Stored items:
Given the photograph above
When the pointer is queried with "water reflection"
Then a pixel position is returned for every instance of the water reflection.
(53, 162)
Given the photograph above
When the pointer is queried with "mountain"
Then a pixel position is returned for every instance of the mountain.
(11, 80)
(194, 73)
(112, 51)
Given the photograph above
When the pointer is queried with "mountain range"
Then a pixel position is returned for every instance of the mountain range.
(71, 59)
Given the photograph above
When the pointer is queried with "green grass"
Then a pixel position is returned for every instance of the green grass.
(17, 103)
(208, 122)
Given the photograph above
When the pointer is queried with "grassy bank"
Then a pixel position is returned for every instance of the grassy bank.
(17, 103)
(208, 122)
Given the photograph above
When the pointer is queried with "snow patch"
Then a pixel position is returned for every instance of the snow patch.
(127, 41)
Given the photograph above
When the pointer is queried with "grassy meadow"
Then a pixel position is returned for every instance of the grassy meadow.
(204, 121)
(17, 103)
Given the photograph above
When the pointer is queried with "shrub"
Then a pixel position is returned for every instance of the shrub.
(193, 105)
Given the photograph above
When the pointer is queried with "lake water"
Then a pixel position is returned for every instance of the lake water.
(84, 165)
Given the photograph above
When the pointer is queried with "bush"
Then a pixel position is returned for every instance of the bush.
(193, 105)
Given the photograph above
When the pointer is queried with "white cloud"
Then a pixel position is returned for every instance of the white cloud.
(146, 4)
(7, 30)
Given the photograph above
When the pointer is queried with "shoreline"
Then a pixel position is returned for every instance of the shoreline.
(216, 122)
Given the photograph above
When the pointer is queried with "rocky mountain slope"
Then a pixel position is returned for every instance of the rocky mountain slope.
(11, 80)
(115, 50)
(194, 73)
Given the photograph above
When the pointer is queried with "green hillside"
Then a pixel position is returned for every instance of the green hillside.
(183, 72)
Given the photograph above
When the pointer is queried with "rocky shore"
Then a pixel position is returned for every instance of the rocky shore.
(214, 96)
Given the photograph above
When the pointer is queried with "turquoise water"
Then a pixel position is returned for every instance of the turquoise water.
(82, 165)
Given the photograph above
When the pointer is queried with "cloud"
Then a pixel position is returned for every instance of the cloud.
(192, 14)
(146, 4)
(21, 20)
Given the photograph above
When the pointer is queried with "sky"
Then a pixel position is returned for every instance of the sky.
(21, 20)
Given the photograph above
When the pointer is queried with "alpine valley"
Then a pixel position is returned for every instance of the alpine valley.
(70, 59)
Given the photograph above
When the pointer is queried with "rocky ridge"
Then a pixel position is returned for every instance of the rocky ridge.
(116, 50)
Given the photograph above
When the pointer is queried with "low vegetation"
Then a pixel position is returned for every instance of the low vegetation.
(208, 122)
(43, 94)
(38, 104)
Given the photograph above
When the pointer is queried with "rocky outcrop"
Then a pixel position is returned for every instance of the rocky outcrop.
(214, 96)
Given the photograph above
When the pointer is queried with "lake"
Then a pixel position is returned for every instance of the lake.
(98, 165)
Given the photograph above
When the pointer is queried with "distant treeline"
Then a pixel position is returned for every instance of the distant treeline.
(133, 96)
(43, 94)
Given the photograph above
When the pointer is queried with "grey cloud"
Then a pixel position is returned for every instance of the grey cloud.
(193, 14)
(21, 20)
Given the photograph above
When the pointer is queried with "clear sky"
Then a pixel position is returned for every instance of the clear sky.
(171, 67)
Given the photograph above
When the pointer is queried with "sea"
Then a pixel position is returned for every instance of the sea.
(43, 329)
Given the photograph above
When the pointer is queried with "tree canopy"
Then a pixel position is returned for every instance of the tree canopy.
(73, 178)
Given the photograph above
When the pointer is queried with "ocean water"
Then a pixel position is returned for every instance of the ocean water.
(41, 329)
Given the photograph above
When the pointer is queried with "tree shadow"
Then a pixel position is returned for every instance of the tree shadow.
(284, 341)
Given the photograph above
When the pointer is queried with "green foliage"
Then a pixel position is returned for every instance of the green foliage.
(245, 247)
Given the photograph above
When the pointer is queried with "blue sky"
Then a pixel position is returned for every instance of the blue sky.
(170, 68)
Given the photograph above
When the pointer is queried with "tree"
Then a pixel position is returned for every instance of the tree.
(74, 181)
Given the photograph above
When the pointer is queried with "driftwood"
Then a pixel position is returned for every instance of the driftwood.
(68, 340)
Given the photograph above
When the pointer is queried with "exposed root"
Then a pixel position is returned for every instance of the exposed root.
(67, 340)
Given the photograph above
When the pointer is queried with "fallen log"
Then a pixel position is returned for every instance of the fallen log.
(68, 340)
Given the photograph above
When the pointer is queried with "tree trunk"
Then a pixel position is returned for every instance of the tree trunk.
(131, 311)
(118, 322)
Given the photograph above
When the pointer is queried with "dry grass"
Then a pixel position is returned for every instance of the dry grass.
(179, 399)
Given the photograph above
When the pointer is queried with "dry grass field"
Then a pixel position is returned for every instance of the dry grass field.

_TASK STATEMENT_
The data should be printed again exactly, line for line.

_SOLUTION_
Given the photograph above
When the pointer is queried with "water reflection"
Then a pixel position is returned for every instance of the water reflection.
(53, 162)
Given the photograph above
When the pointer is queried with "mountain"
Then a pixel position is returned for every instance of the mountain.
(11, 80)
(194, 73)
(112, 51)
Given the photograph above
When the pointer is queried with "mountain range"
Then a pixel position is returned for every instance of the mountain range.
(71, 59)
Given the photograph above
When the pointer is queried with "green grass"
Then a pixel position is returned for every instance of the green grass.
(17, 103)
(208, 122)
Given the photograph above
When the pointer is queried with "grassy bank"
Then a pixel position is returned for every instance of the grassy bank.
(17, 103)
(208, 122)
Given the photograph above
When the pointer is queried with "snow patch"
Then a pixel position is returned for every instance of the snow patch.
(127, 41)
Given the photograph above
When the pointer is queried with "grassy meadow"
Then a pixel position is returned for every instance of the grassy meadow.
(204, 121)
(17, 103)
Given the photograph above
When the pointer is queried with "shrub"
Then a pixel position is returned for every instance of the shrub.
(193, 105)
Given the photograph above
When the pointer is queried with "lake water"
Then a pixel position is returned for every instance of the lake water.
(84, 165)
Given the photograph above
When the pointer is queried with "bush"
Then a pixel position is returned for every instance of the bush.
(193, 105)
Given the photograph above
When the pointer is queried with "white cloud"
Then a pixel position is returned for every instance of the white cloud.
(146, 4)
(7, 30)
Given the photograph above
When the pointer is queried with "shoreline"
Then a pixel position is returned for every instance of the shoreline.
(216, 122)
Given the photograph above
When the pointer is queried with "rocky mountain slope"
Then a pixel position is returned for every instance of the rocky mountain slope.
(11, 80)
(115, 50)
(194, 73)
Given the photograph above
When the pointer is queried with "green hillside"
Then a pixel position is returned for every instance of the green hillside.
(183, 72)
Given the photograph above
When the pointer is queried with "rocky shore"
Then a pixel position is returned for every instance of the rocky shore.
(214, 96)
Given the photograph above
When the pointer is queried with "turquoise water"
Then a pixel position is returned for every instance of the turquoise water.
(82, 165)
Given the photograph above
When the pointer is queried with "cloud"
Then a pixel position is returned for every instance of the cloud.
(192, 14)
(146, 4)
(21, 20)
Given the photograph above
When the pointer is queried with "sky"
Then a pixel position is returned for every instance of the sky.
(21, 20)
Given the photograph above
When the pointer is queried with "alpine valley"
Then a pixel position is returned for every instance of the alpine valley.
(70, 59)
Given the photograph above
When the pointer is queried with "rocky ridge"
Then a pixel position is returned for every instance of the rocky ridge.
(116, 50)
Given the photograph above
When the pointer is queried with "low vegetation"
Then a pixel position is returned for every instance of the low vegetation.
(208, 122)
(43, 94)
(38, 104)
Given the photograph above
When the pointer is queried with "rocky outcrop"
Then a pixel position is returned for every instance of the rocky outcrop.
(214, 96)
Given the photograph above
When the pointer is queried with "lake"
Then a pixel position is returned for every instance of the lake.
(98, 165)
Given the photograph above
When the pointer is queried with "distant treeline"
Then a pixel position is returned for every instance of the distant treeline.
(133, 96)
(43, 94)
Given the photograph above
When the pointer is queried with "grey cloud"
Then a pixel position is returned for every instance of the grey cloud.
(193, 14)
(21, 20)
Given the photograph above
When the pointer is queried with "clear sky"
Then a pixel position is returned for every instance of the clear sky.
(171, 67)
Given the photograph above
When the pointer is queried with "sea"
Then a pixel position is returned for every instance of the sea.
(43, 329)
Given the photograph above
When the pointer is queried with "tree canopy"
Then a pixel position is returned for every instance of the tree canopy.
(73, 178)
Given the photograph above
When the pointer is queried with "ocean water"
Then a pixel position is returned for every instance of the ocean water.
(41, 329)
Given the photograph above
When the pointer is queried with "tree shadow"
Then a pixel position is returned for every instance of the tree shadow.
(284, 341)
Given the photograph above
When the pointer is queried with "green foliage"
Then a pixel position is returned for every instance of the green foliage.
(245, 247)
Given the photograph above
When the pointer is queried with "blue sky"
Then a pixel position is returned for every instance of the blue sky.
(170, 68)
Given the photograph above
When the pointer is queried with "tree"
Then a pixel position is returned for every instance of the tree.
(74, 181)
Given the photograph above
When the pointer is queried with "driftwood"
Then a pixel position is returned for every instance of the driftwood.
(68, 340)
Given the photograph above
When the pointer is queried with "exposed root"
Then a pixel position is returned for every instance of the exposed root.
(67, 340)
Given the photograph above
When the pointer is queried with "fallen log"
Then a pixel position is returned for every instance of the fallen log.
(68, 340)
Given the photograph above
When the pointer is queried with "tree trunk"
Then a pixel position is returned for every instance of the tree trunk.
(131, 311)
(118, 322)
Given the photograph above
When the pointer is queried with "dry grass"
Then a pixel position is returned for every instance of the dry grass.
(179, 399)
Given the photograph above
When the pointer is queried with "dry grass field"
Then a pixel position is returned for every instance of the dry grass field.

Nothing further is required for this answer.